Demokrasi Indonesia sedang diuji hebat dengan noise
dari semua komponen masyarakat. Atas nama kebebasan berpendapat atau
demo yang dijamin dan dilindungi Undang-Undang, seakan-akan semua boleh
dilegalkan. Sadis dan kejam ! agama ikut-ikutan dijadikan tameng
pembenaran atas khayalan.
Adalah kealpaan yang akut para wakil
rakyat pembuat UU yang “hobi” membuat pasal karet dan multi tafsir, maka
lengkap sudah kegaduhan yang ada.
Kita tidak boleh dan bisa menyalahkan
perkembangan teknologi digital, karena apapun wujud dan canggihnya,
selalu akan memiliki dua sisi yang sama tajamnya. Masyarakat Indonesia
sepertinya masih “gagap” dalam mengejawantahkan dari niat baik sang
inventor. So jangan salahkan facebook, twitter, wa, instagram atau aplikasi lainnya.
Pilkada DKI kali ini, kegaduhannya sudah
dalam taraf yang sangat akut stadium IV, terlampau banyak kepentingan
yang ikut menungganginya. Sampai-sampai, siapa menunggangi siapa, tidak
jelas terlalu absurb. Kepentingan politik selalu akan menarik sepanjang
jaman, dengan slogan politik adalah pilar demokrasi.
Kesadisan dan kebengisan yang paling
mengerikan adalah saat politik berbaur dengan kepentingan ekonomi, lalu
disusupi dengan pembenaran agama. Batasan yang muncul menjadi semakin
tipis dan rapuh, tetapi tajam menusuk kepada jiwa dan nurani individu
yang berseberangan paham.
Awalnya FPI dan garis keras lainnya,
muncul hanya sebagai jawaban atas penghayatan pribadi beberapa ulama
yang tidak mendapatkan panggung, seolah-olah membenarkan bahwa mereka
adalah korban (victim) dari kekuasaan. Khayalan-khayalan perlahan
dibangun atas dasar ayat-ayat yang secara konteks dijabarkan dalam
bahasa keseharian dengan sangat dangkalnya pemahamannya.
Penulis setuju dengan kesimpulan dari
seorang Dafid Fuadi yang berhasil menyimpulkan salah satu bentuk
propaganda atas kepentingan sesaat yang sangat naïf ini. Hal ini hanya
akan memperlihatkan kekurangpahaman atas keyakinannya.

# # # # #

## Soal Latihan
**1)** Salin kembali bagian teks tentang demokrasi Indonesia dari "Kita tidak boleh" sampai "atau aplikasi lainnya.".
**2)** Sebutkan semua aplikasi yang disebut namanya dalam teks tentang demokrasi Indonesia.

# # # # #

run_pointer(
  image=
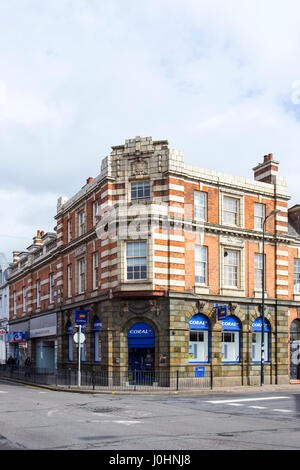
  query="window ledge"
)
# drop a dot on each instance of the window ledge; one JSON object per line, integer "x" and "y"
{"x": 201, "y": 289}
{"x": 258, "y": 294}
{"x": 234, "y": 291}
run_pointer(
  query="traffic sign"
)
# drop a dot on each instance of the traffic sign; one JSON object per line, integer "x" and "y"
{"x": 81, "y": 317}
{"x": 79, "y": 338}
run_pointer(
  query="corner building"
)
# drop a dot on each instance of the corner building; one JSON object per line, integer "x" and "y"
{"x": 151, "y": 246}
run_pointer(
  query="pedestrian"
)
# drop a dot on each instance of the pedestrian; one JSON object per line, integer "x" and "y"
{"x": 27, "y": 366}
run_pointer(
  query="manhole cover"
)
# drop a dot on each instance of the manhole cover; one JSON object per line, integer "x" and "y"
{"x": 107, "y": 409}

# # # # #

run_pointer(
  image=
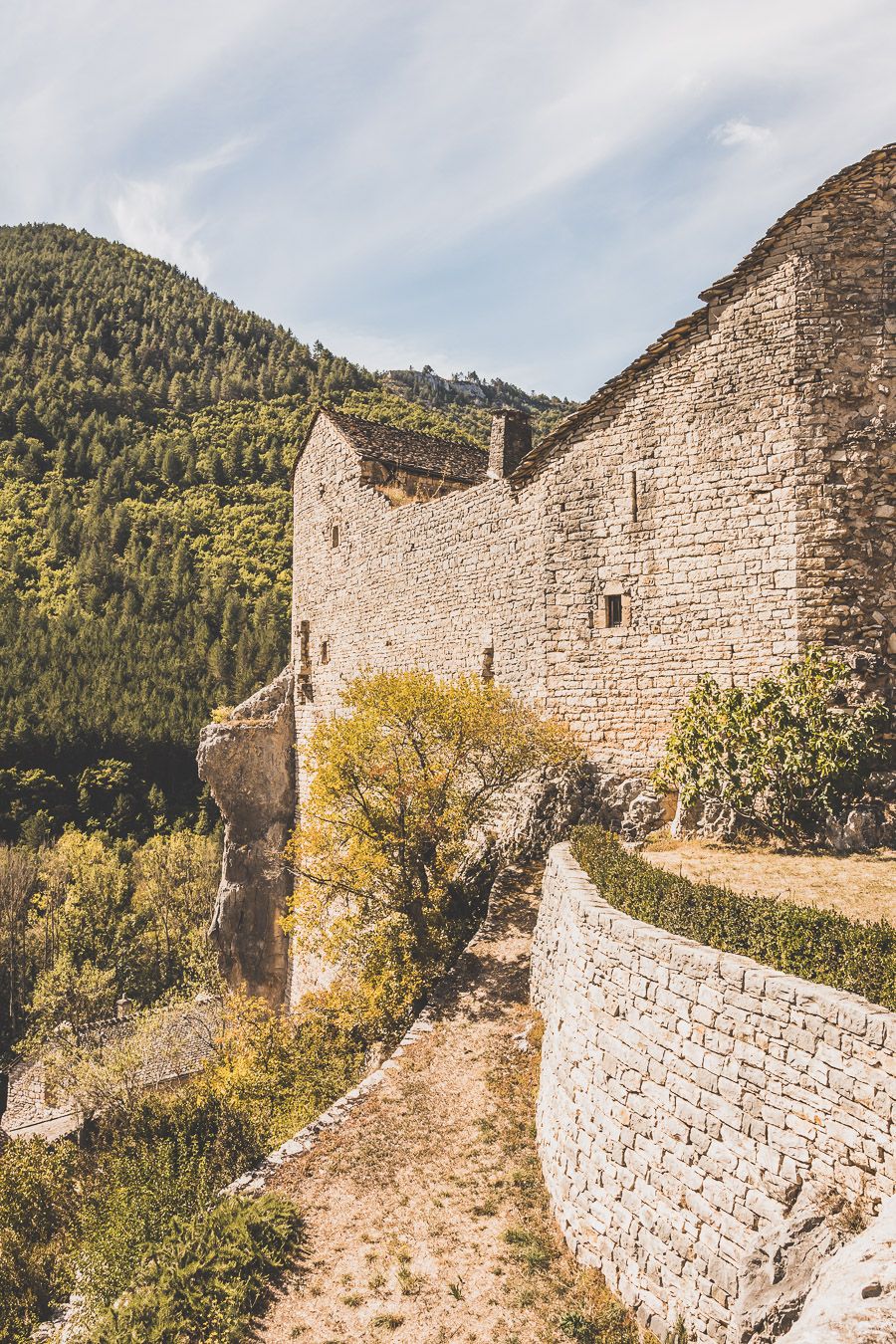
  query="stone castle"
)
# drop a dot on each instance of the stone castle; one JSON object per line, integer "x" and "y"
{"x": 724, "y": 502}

# # # # #

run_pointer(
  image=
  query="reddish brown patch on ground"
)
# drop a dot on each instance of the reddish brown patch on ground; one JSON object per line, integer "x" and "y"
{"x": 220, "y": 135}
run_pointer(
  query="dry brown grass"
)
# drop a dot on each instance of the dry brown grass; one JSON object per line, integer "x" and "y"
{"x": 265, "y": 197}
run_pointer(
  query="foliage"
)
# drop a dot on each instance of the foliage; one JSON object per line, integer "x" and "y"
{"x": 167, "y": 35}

# # # # #

## Kunci Jawaban
**1)**
Kita tidak boleh dan bisa menyalahkan
perkembangan teknologi digital, karena apapun wujud dan canggihnya,
selalu akan memiliki dua sisi yang sama tajamnya. Masyarakat Indonesia
sepertinya masih “gagap” dalam mengejawantahkan dari niat baik sang
inventor. So jangan salahkan facebook, twitter, wa, instagram atau aplikasi lainnya.

**2)** facebook, twitter, wa, instagram